--- Task material Enclosed Below ---
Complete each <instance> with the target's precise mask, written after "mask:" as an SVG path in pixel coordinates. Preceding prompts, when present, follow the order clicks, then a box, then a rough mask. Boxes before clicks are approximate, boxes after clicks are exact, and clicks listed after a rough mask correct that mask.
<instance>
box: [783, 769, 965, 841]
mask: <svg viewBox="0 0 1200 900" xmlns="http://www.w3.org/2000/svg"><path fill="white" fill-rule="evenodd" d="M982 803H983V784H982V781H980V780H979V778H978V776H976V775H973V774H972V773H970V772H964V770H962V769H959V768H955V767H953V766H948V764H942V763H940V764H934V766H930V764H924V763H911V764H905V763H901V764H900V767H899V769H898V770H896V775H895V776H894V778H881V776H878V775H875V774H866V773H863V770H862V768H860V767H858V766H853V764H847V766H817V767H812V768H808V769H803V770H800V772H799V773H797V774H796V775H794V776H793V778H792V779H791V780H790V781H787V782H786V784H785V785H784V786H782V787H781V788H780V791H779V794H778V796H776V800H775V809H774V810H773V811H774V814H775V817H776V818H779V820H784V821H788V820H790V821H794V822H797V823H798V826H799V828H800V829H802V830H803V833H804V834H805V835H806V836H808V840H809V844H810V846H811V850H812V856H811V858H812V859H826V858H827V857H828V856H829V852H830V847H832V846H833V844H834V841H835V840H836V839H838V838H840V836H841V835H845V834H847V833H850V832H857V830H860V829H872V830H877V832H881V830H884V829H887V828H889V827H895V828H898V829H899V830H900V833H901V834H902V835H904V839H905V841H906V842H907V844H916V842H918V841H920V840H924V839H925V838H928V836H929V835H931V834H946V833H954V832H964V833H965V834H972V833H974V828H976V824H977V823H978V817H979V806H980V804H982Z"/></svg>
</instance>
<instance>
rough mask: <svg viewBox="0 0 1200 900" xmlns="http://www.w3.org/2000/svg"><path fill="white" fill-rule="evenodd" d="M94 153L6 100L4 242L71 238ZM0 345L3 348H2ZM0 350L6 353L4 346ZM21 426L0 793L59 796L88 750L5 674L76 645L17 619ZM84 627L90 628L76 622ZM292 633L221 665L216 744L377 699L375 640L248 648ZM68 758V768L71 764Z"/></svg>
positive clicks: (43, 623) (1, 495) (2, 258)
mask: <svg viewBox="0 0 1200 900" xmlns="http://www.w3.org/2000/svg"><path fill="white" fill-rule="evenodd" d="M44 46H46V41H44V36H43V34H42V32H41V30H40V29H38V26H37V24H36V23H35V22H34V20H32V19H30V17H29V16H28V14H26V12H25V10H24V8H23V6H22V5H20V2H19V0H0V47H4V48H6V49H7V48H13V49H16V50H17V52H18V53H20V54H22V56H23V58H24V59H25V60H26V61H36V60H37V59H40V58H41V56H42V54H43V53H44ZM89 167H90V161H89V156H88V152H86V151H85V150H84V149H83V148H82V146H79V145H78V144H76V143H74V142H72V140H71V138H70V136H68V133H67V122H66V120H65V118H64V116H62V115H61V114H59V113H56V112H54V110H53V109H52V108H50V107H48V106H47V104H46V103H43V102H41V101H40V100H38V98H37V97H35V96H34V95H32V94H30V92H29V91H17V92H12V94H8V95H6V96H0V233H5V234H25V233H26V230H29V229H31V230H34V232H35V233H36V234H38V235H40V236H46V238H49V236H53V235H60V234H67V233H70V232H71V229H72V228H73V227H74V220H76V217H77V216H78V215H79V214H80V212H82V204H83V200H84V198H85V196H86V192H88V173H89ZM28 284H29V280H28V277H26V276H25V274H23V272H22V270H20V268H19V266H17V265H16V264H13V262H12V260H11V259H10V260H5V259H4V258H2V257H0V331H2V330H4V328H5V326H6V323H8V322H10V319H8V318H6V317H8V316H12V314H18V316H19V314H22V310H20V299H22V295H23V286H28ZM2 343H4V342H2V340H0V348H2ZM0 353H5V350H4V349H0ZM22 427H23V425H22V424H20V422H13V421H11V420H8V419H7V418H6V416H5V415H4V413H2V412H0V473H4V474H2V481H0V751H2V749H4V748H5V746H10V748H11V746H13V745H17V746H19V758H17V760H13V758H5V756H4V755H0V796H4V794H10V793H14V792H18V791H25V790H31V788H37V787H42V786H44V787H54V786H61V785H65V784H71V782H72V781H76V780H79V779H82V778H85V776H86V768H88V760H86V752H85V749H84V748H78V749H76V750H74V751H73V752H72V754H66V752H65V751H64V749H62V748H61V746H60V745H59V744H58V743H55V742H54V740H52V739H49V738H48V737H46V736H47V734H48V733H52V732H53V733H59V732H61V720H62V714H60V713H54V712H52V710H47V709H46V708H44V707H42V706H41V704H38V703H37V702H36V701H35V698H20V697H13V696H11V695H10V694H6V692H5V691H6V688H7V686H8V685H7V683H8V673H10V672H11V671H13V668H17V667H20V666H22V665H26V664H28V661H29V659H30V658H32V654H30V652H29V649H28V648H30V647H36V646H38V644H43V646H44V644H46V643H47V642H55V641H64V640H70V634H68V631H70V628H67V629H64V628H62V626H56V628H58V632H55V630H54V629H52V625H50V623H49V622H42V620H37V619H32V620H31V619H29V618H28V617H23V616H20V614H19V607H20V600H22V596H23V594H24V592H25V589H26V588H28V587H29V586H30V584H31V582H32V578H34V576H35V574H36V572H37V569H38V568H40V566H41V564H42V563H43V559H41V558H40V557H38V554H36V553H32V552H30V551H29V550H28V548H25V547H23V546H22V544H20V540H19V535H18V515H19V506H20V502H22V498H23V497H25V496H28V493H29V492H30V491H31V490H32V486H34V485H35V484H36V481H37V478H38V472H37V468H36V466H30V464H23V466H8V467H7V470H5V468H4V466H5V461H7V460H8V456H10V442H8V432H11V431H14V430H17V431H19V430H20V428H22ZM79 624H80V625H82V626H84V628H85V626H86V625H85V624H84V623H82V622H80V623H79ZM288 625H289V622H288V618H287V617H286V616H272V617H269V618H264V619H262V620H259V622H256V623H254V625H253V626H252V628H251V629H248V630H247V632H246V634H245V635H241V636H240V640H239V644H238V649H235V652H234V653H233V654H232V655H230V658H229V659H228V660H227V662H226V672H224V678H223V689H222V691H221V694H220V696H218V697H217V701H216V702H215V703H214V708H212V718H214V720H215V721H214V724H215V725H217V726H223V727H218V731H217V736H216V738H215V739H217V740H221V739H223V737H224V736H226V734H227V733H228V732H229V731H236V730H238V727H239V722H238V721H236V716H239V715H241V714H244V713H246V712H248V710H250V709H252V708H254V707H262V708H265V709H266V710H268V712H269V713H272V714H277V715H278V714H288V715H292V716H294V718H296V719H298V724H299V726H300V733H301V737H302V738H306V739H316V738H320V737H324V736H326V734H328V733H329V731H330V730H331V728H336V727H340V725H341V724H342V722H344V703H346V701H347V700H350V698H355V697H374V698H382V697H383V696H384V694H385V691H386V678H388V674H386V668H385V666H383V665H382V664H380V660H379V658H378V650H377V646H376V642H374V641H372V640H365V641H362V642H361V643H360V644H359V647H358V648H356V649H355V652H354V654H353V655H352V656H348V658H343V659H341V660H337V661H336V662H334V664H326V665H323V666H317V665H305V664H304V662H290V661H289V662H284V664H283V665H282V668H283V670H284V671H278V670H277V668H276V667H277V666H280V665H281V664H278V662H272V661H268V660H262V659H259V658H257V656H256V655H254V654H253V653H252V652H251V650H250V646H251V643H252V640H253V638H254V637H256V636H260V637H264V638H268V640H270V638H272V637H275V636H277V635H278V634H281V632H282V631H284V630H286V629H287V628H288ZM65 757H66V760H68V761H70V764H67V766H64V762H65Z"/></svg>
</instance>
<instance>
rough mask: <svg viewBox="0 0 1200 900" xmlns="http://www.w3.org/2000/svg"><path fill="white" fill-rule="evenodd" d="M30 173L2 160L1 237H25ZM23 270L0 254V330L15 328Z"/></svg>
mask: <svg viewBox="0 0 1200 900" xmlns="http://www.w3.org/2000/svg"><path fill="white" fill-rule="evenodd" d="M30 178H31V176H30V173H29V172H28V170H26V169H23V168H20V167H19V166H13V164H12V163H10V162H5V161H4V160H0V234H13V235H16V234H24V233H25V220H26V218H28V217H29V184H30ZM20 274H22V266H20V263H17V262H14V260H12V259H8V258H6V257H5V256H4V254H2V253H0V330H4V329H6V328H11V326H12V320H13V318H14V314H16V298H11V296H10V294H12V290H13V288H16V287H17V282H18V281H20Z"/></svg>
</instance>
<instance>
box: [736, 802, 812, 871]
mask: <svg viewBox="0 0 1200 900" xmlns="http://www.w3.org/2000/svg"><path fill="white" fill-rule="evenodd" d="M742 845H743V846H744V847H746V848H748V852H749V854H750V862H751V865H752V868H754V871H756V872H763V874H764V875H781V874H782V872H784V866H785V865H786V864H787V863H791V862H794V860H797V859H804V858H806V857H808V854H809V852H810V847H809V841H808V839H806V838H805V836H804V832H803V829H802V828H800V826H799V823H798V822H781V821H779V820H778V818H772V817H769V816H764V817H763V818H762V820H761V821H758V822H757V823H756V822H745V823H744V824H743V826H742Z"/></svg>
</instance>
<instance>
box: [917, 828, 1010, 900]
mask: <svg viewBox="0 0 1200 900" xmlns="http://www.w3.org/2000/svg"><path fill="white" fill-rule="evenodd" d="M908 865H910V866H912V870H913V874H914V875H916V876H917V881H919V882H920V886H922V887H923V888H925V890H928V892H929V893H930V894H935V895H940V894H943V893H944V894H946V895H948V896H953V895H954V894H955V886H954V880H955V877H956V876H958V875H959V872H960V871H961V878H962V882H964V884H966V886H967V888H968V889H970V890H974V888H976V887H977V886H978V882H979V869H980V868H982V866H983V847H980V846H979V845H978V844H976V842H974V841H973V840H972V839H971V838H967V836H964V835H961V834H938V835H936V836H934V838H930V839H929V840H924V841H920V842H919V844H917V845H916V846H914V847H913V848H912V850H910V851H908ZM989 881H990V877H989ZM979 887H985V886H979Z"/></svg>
--- End of Enclosed Task material ---
* **Problem details**
Your answer must be the lines from the first line of the records through the line containing "153L6 100L4 242L71", copied exactly.

* **Answer for the task**
Complete each <instance> with the target's precise mask, written after "mask:" as an SVG path in pixel coordinates. Preceding prompts, when present, follow the order clicks, then a box, then a rough mask. Boxes before clicks are approximate, boxes after clicks are exact, and clicks listed after a rough mask correct that mask.
<instance>
box: [783, 769, 965, 841]
mask: <svg viewBox="0 0 1200 900" xmlns="http://www.w3.org/2000/svg"><path fill="white" fill-rule="evenodd" d="M982 803H983V784H982V781H980V780H979V778H978V776H976V775H973V774H972V773H970V772H964V770H962V769H959V768H955V767H953V766H948V764H942V763H940V764H934V766H930V764H924V763H911V764H905V763H901V764H900V767H899V769H898V770H896V775H895V776H894V778H881V776H878V775H875V774H866V773H863V770H862V768H860V767H858V766H853V764H847V766H817V767H812V768H808V769H803V770H800V772H799V773H797V774H796V775H794V776H793V778H792V779H791V780H790V781H787V782H786V784H785V785H784V786H782V787H781V788H780V791H779V794H778V796H776V800H775V809H774V810H773V811H774V814H775V817H776V818H779V820H784V821H788V820H790V821H794V822H797V823H798V826H799V828H800V829H802V830H803V833H804V834H805V835H806V836H808V840H809V844H810V846H811V850H812V856H811V858H812V859H826V858H827V857H828V856H829V852H830V847H832V846H833V844H834V841H835V840H836V839H838V838H840V836H841V835H845V834H847V833H850V832H857V830H860V829H872V830H877V832H881V830H884V829H887V828H889V827H895V828H898V829H899V830H900V833H901V834H902V835H904V839H905V841H906V842H907V844H916V842H918V841H920V840H924V839H925V838H928V836H929V835H931V834H946V833H954V832H964V833H965V834H972V833H974V828H976V824H977V823H978V817H979V806H980V804H982Z"/></svg>
</instance>
<instance>
rough mask: <svg viewBox="0 0 1200 900" xmlns="http://www.w3.org/2000/svg"><path fill="white" fill-rule="evenodd" d="M94 153L6 100L4 242L71 238ZM0 345L3 348H2ZM0 350L6 353L4 346ZM21 426L0 793L59 796L88 750L5 674L76 645L17 619ZM84 627L90 628L76 622ZM292 633L221 665L216 744L377 699L375 640L248 648ZM68 758V768L71 764Z"/></svg>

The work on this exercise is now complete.